Problem statement
Could you rewrite these items with every "socket" swapped for "fixture", leaving everything else untouched and omitting the pictures?
--- start of Provided material ---
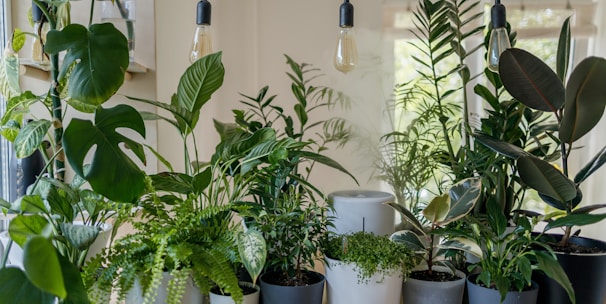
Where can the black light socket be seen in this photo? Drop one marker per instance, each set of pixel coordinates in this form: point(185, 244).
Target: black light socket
point(498, 15)
point(203, 12)
point(346, 14)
--- end of Provided material ---
Written answer
Where can the black light fixture be seen in this photo? Drop one marker per instance, each set of pixel coordinates in this form: point(185, 244).
Target: black light fixture
point(498, 15)
point(203, 12)
point(346, 14)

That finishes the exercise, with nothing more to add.